- [Task instructions]: Copy every line of the items below that contains the word "hardwood", matching its case exactly.

Coordinate labeling data
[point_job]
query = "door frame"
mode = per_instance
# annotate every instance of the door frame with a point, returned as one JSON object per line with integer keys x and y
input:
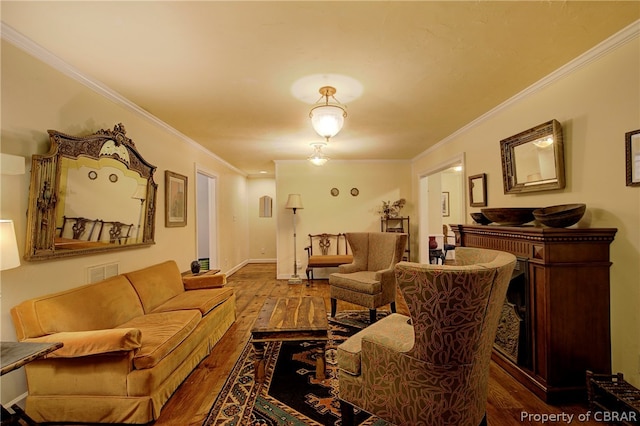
{"x": 210, "y": 205}
{"x": 423, "y": 202}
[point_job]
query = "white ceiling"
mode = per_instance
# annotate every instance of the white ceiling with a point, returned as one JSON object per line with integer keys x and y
{"x": 223, "y": 73}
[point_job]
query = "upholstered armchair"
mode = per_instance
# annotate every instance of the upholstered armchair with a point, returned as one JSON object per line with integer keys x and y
{"x": 369, "y": 280}
{"x": 433, "y": 368}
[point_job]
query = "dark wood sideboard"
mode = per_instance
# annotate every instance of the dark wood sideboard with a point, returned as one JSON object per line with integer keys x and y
{"x": 567, "y": 295}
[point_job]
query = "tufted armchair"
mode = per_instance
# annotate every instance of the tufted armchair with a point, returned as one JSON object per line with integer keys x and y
{"x": 433, "y": 368}
{"x": 369, "y": 280}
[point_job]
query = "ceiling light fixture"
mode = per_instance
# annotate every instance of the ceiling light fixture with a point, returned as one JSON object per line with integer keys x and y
{"x": 318, "y": 158}
{"x": 327, "y": 118}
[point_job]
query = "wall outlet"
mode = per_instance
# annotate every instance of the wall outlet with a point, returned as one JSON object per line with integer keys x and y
{"x": 102, "y": 272}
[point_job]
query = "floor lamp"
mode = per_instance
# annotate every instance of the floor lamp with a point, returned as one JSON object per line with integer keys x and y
{"x": 294, "y": 202}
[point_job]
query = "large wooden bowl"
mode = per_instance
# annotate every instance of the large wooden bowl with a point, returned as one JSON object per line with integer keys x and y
{"x": 478, "y": 217}
{"x": 510, "y": 216}
{"x": 560, "y": 216}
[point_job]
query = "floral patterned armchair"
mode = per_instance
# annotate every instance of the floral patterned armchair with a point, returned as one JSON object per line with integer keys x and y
{"x": 433, "y": 368}
{"x": 369, "y": 280}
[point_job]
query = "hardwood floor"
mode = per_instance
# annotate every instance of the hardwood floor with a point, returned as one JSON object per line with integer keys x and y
{"x": 190, "y": 404}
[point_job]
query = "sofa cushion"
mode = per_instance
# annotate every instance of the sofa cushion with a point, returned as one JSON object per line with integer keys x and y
{"x": 162, "y": 332}
{"x": 362, "y": 282}
{"x": 93, "y": 342}
{"x": 393, "y": 331}
{"x": 156, "y": 284}
{"x": 203, "y": 300}
{"x": 329, "y": 260}
{"x": 98, "y": 306}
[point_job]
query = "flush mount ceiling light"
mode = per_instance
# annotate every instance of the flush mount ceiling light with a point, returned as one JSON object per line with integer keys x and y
{"x": 327, "y": 116}
{"x": 318, "y": 158}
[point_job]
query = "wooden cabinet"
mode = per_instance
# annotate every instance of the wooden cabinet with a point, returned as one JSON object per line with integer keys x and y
{"x": 398, "y": 224}
{"x": 567, "y": 304}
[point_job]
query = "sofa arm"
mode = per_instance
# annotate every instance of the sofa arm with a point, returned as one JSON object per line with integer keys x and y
{"x": 84, "y": 343}
{"x": 384, "y": 275}
{"x": 349, "y": 268}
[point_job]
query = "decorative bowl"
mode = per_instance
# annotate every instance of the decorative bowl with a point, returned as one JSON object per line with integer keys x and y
{"x": 510, "y": 216}
{"x": 478, "y": 217}
{"x": 560, "y": 216}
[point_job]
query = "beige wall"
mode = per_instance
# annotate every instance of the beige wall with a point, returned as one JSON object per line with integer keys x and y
{"x": 596, "y": 105}
{"x": 35, "y": 97}
{"x": 376, "y": 181}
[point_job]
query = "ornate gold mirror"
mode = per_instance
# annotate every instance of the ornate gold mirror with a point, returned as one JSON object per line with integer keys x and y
{"x": 534, "y": 159}
{"x": 89, "y": 194}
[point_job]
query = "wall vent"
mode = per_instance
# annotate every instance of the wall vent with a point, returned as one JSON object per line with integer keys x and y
{"x": 102, "y": 272}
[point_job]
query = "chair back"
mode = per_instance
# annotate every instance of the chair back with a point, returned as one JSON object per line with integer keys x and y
{"x": 376, "y": 251}
{"x": 468, "y": 296}
{"x": 327, "y": 244}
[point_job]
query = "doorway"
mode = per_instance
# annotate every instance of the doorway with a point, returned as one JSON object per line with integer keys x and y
{"x": 441, "y": 202}
{"x": 206, "y": 219}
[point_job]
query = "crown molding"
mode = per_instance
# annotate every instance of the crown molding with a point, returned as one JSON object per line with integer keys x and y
{"x": 27, "y": 45}
{"x": 617, "y": 40}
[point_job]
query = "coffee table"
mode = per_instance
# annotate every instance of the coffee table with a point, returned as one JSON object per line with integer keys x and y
{"x": 290, "y": 319}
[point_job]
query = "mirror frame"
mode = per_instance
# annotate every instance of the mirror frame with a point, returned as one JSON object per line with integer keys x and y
{"x": 631, "y": 168}
{"x": 45, "y": 186}
{"x": 507, "y": 151}
{"x": 479, "y": 179}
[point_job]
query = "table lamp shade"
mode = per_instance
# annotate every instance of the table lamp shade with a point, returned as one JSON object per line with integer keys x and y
{"x": 9, "y": 256}
{"x": 294, "y": 202}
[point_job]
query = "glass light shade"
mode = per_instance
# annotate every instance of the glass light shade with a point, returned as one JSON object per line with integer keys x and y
{"x": 318, "y": 158}
{"x": 9, "y": 256}
{"x": 327, "y": 120}
{"x": 318, "y": 161}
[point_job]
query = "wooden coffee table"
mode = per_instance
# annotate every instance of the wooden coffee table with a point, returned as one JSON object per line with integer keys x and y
{"x": 290, "y": 319}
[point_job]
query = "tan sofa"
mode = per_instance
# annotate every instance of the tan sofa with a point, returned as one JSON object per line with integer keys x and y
{"x": 129, "y": 342}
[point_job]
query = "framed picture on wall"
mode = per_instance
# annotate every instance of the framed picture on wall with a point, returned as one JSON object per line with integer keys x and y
{"x": 445, "y": 204}
{"x": 175, "y": 200}
{"x": 632, "y": 154}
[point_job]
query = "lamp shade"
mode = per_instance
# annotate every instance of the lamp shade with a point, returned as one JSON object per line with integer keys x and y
{"x": 294, "y": 202}
{"x": 9, "y": 257}
{"x": 327, "y": 120}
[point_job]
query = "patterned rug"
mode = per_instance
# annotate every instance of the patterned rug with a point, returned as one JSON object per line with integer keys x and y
{"x": 290, "y": 395}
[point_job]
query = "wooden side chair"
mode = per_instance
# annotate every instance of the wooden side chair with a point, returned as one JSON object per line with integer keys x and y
{"x": 324, "y": 251}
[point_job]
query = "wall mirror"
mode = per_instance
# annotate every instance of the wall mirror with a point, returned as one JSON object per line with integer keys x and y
{"x": 632, "y": 150}
{"x": 89, "y": 194}
{"x": 478, "y": 190}
{"x": 534, "y": 159}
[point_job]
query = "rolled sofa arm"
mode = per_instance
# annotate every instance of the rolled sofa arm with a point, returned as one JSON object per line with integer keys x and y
{"x": 93, "y": 342}
{"x": 385, "y": 275}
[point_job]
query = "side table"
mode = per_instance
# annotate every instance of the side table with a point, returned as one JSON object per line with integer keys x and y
{"x": 205, "y": 279}
{"x": 14, "y": 355}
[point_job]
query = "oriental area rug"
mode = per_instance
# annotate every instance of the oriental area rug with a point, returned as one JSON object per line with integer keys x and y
{"x": 290, "y": 395}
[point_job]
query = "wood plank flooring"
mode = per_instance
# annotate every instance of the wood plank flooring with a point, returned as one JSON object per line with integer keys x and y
{"x": 190, "y": 404}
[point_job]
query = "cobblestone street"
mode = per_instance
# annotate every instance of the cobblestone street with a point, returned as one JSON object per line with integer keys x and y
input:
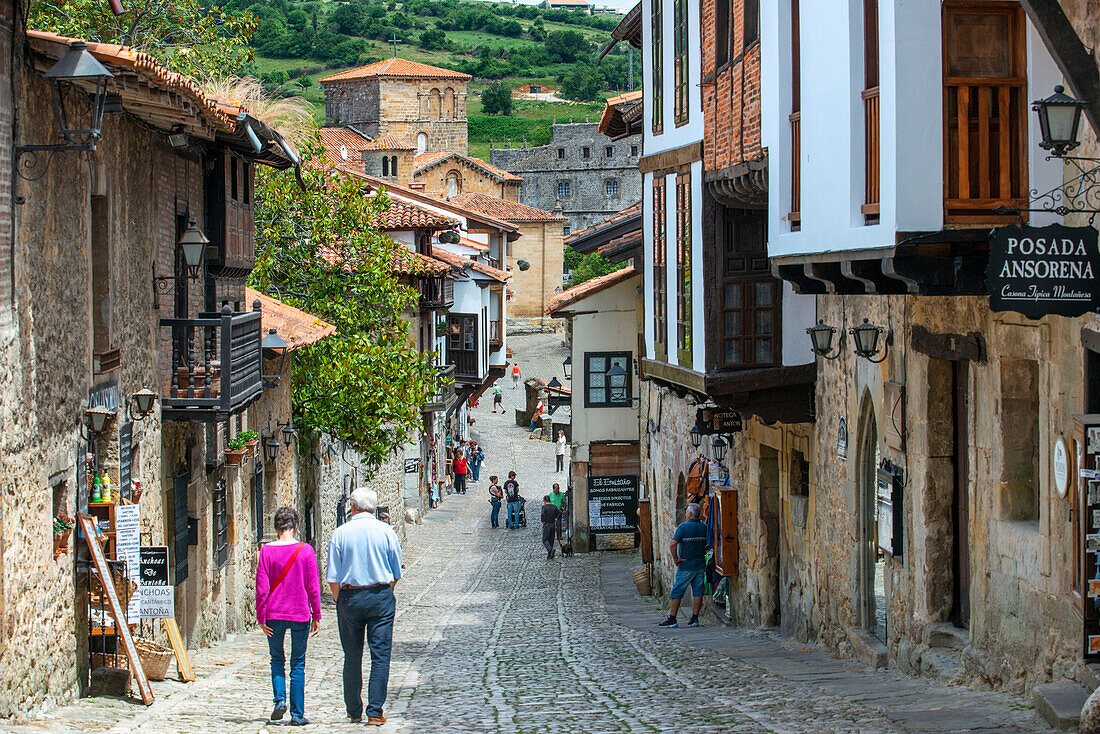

- [Response to the exercise]:
query = "hardwood floor"
# annotate every instance of the hardwood floor with a point, returned as one JSON object per line with integer keys x and y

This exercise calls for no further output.